_Extrait du document_.
#####

Nous aurions mauvaise grâce à faire reproche aux femmes d'être responsables de ce qu'Emmanuel Mounier en son temps aurait appelé une « dévirilisatioh » du christianisme, quand il stigmatisait « le peu d'efficacité du chrétien dans le monde moderne, son agressivité déclinante, sa raréfaction dans les avant-gardes de l'action » 3. D'ailleurs, aujourd'hui, le christianisme n'est ni dévirilisé ni décadent, mais il participe à la grande fatigue postmoderne d'une civilisation malade de sa « mobilisation infinie » (l'expression est de Peter Sloterdijk) et qui éprouve le besoin d'une « dé-mobilisation », d'une détente, d'une sérénité que peut-être seules les femmes sont en mesure de lui apporter. Les postmodernes ont pour les femmes les yeux que Christian Bobin porte sur une jeune mère, seule avec son enfant, dans le hall de la gare de Lyon-Part-Dieu, lumineuse comme une vierge de Fra Angelico :
« Les jeunes mères ont affaire avec l'invisible. C'est parce qu'elles ont affaire avec l'invisible que les jeunes mères deviennent invisibles, bonnes à tout, bonnes à rien. L'homme ignore ce qui se passe C'est même sa fonction, à l'homme, de ne rien voir de l'invisible. Ceux parmi les hommes qui voient quand même, ils en deviennent un peu étranges (...) Ils deviennent comme des femmes : voués à l'amour infini » 4.

#####

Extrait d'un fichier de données
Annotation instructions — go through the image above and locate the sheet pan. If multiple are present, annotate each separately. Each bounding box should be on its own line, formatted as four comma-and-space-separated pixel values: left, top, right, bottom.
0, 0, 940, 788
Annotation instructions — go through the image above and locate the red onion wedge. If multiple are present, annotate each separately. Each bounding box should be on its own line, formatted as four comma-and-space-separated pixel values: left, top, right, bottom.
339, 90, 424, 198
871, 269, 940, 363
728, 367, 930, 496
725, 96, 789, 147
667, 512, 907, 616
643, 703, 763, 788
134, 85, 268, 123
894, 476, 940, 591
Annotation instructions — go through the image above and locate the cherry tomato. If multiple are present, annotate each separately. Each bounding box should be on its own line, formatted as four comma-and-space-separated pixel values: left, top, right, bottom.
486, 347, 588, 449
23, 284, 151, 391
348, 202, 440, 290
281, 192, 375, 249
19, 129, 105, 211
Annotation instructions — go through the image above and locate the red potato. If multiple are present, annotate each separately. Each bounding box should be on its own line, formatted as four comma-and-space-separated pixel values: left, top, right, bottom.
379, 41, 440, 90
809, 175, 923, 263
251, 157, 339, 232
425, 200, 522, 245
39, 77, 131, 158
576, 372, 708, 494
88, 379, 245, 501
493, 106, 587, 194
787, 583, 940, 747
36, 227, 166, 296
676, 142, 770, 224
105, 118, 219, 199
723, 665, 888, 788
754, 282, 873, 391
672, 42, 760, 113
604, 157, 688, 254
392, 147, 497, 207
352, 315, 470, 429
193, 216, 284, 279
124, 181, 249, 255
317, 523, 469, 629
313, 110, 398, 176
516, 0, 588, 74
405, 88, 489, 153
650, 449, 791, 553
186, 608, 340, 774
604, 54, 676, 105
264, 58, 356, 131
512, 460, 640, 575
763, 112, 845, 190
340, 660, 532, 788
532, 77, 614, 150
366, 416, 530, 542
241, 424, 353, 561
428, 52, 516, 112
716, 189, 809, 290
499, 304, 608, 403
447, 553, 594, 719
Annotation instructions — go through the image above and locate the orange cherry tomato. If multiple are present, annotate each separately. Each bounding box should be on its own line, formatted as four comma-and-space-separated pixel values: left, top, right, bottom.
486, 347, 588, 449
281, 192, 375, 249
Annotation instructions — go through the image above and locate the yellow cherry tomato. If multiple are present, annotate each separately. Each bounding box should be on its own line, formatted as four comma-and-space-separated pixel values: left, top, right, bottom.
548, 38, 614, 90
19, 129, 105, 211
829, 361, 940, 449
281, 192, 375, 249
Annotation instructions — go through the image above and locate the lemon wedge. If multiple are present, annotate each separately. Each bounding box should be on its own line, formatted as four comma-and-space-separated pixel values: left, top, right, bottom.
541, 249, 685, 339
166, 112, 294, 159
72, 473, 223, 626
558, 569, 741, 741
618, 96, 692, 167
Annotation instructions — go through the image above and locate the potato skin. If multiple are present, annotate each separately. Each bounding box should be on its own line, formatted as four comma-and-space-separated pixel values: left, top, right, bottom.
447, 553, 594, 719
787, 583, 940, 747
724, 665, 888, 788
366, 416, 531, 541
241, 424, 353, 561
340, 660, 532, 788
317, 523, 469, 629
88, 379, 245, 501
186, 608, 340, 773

#####

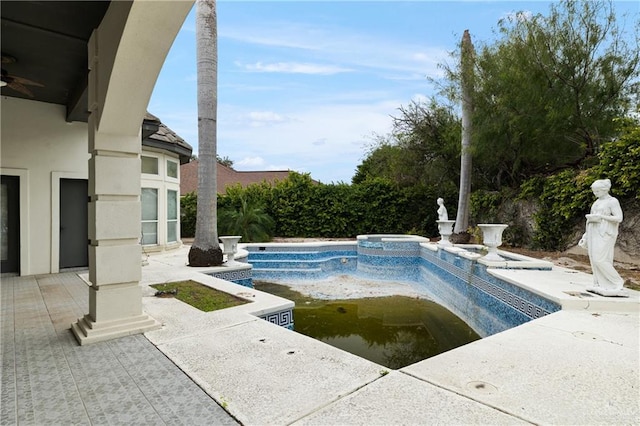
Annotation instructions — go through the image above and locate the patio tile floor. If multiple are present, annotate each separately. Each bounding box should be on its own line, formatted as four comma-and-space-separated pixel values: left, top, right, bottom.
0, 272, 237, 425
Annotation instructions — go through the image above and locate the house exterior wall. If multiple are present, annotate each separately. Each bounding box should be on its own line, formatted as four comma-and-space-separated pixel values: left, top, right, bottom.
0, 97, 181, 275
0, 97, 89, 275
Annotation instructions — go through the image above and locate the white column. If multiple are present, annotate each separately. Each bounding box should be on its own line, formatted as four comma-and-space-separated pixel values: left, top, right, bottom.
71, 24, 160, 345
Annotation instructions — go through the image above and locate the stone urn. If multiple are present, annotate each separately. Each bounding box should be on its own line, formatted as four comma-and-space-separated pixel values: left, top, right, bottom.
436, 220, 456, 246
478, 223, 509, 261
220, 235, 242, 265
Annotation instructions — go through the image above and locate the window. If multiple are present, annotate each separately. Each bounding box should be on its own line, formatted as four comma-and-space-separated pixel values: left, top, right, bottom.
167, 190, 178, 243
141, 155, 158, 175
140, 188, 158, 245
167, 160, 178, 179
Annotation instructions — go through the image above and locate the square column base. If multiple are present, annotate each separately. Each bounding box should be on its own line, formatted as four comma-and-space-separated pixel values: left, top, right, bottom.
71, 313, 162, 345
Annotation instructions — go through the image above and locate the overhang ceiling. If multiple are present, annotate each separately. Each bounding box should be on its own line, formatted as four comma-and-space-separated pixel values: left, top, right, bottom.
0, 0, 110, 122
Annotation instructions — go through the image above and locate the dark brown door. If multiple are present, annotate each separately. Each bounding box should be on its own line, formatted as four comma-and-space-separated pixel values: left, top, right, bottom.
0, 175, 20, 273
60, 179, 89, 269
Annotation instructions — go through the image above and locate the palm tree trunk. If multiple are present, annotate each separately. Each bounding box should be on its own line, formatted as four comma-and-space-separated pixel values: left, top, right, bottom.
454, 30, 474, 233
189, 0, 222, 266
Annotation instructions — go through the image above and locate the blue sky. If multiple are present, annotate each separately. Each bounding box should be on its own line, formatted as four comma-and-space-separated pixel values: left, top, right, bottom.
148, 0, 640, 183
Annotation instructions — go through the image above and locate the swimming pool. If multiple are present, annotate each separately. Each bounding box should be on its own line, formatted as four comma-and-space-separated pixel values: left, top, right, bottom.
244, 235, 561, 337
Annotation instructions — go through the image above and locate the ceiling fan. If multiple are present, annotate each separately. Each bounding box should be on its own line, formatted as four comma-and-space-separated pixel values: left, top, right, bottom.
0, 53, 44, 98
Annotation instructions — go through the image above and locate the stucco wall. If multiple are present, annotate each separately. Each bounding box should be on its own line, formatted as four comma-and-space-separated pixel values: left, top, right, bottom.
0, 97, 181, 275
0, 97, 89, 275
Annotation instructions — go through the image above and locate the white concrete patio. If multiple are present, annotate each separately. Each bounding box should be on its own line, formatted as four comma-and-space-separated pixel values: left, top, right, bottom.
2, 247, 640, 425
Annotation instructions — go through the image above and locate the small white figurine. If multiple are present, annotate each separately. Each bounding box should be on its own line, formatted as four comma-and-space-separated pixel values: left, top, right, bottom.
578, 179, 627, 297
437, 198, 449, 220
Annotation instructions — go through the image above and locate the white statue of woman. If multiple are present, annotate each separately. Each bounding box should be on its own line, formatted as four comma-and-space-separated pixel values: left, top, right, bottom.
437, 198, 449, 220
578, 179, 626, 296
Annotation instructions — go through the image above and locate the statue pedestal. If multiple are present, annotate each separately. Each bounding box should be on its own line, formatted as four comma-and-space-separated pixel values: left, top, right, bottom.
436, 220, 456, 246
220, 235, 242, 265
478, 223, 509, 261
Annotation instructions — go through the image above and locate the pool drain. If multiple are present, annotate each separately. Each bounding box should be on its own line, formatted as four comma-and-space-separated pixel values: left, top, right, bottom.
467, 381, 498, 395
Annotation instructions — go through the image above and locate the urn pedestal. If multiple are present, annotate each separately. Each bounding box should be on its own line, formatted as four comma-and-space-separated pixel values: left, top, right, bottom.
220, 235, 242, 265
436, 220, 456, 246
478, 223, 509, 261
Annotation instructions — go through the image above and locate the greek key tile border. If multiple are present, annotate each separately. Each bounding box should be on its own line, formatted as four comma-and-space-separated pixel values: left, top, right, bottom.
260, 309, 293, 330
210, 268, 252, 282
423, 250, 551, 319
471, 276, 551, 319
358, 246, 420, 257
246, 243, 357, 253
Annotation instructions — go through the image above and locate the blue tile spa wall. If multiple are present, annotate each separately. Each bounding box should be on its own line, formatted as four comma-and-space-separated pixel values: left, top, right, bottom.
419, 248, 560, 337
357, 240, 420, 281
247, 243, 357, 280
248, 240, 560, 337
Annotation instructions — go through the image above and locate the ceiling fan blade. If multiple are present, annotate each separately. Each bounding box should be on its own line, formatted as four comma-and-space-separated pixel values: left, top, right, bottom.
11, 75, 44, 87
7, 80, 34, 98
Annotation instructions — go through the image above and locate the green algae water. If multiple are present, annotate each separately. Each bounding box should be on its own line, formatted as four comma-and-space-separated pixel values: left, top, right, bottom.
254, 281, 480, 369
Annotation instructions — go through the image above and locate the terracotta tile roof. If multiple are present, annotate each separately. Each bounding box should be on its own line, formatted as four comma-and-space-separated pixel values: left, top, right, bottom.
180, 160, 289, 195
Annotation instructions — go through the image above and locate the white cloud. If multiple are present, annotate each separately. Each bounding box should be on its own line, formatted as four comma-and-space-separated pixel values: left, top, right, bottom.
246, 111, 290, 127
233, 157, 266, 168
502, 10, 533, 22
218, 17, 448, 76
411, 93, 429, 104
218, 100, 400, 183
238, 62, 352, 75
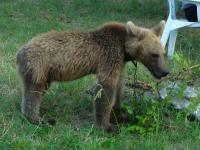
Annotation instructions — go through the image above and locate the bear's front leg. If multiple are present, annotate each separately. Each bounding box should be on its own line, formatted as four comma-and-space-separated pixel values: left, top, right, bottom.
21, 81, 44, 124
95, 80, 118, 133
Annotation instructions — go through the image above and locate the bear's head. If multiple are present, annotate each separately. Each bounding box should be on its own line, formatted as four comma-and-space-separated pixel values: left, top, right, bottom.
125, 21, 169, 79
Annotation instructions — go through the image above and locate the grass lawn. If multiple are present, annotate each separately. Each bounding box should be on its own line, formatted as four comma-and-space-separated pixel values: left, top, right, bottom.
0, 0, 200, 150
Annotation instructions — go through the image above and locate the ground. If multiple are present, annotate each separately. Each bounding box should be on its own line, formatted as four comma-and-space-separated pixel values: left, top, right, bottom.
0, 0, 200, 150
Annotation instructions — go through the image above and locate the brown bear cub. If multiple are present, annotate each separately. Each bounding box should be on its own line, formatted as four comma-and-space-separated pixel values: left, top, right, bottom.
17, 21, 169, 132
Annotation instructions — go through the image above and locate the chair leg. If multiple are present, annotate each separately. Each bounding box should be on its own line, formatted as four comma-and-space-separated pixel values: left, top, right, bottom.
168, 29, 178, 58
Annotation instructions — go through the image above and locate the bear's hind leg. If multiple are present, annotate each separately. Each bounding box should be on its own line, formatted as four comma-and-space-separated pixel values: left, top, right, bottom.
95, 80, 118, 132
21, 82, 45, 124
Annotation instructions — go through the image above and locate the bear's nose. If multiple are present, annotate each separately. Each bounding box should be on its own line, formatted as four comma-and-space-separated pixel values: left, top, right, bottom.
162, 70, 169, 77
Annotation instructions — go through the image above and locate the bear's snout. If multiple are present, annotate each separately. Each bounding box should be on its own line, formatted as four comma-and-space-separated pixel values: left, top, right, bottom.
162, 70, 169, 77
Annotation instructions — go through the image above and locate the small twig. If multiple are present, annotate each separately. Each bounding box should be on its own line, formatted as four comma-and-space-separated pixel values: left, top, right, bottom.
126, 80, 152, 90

#####

_Travail à faire_.
(1) Mettez en forme de liste JSON de chaînes les lignes du fichier de données, à raison d'une chaîne par ligne et sans les lignes vides. Commencez à la ligne qui contient « locate the window. » et arrêtez-vous après celle qui contient « 148, 0, 640, 183 ».
(2) Reprenez l'extrait du document sur le christianisme et les femmes, et poursuivez-le à partir de l'endroit où il s'arrête.
Les lignes du fichier de données n'ont aucun rapport avec l'extrait du document.

_Corrigé des exercices_.
(1)
[
  "Annotation instructions — go through the image above and locate the window. If multiple are present, annotate each separately. Each bounding box should be on its own line, formatted as four comma-and-space-separated pixel values: left, top, right, bottom.",
  "167, 190, 178, 243",
  "141, 155, 158, 175",
  "140, 188, 158, 245",
  "167, 160, 178, 179",
  "Annotation instructions — go through the image above and locate the square column base. If multiple are present, annotate each separately. Each bounding box should be on its own line, formatted as four comma-and-space-separated pixel values: left, top, right, bottom.",
  "71, 313, 162, 345",
  "Annotation instructions — go through the image above and locate the overhang ceiling. If multiple are present, annotate each separately. Each bounding box should be on its own line, formatted as four comma-and-space-separated pixel values: left, top, right, bottom.",
  "0, 0, 110, 122",
  "Annotation instructions — go through the image above and locate the dark brown door. If multiple are present, annotate each separately. Each bounding box should be on its own line, formatted as four comma-and-space-separated pixel values: left, top, right, bottom.",
  "0, 175, 20, 273",
  "60, 179, 89, 269",
  "Annotation instructions — go through the image above and locate the palm tree trunk. If multiple are present, annotate each separately. Each bounding box should be on its own line, formatted as four comma-and-space-separated pixel values: left, top, right, bottom.",
  "454, 30, 474, 233",
  "189, 0, 222, 266",
  "Annotation instructions — go through the image above and locate the blue sky. If multiple are present, annotate each separately. Each bounding box should be on its own line, formatted as four comma-and-space-separated pixel values: left, top, right, bottom.",
  "148, 0, 640, 183"
]

(2)
« La donation première »
Réfléchissant aux enjeux du nouveau siècle, Jacques Julliard déclarait récemment : « Il est possible (...) que la féminisation de la société aboutisse à un changement de valeurs dominantes. Il est fort possible que nous passions du principe de la justice à celui de la compassion » 5. Il n'est peut-être pas déplacé d'appliquer ce propos à ce qui se joue dans l'Eglise et de dire que les femmes, par le témoignage de leur présence et de leur action, contribuent à renouveler le processus même de la ttansmission en opérant au sein de l'Eglise le passage d'une logique de la Loi à celle de l'Amour dont l'exigence est révélée par la Loi. Ce qui est sûr, c'est que dans la crise actuelle provoquée par l'ébranlement des grandes traditions et l'érosion du principe d'autorité que connaissent nos sociétés modernes, alors même que le fil de la transmission semble rompu, les femmes font à l'Eglise la grâce de maintenir le fil de la vie. Or, précisément, ce qu'il s'agit de transmettre n'est pas un « dépôt », comme on disait autrefois, mais la vie même, la vie qui précède le sens désormais fuyant. Les femmes attestent que « là où le sens s'efface, l'amour seul a désormais lieu d'être » 6.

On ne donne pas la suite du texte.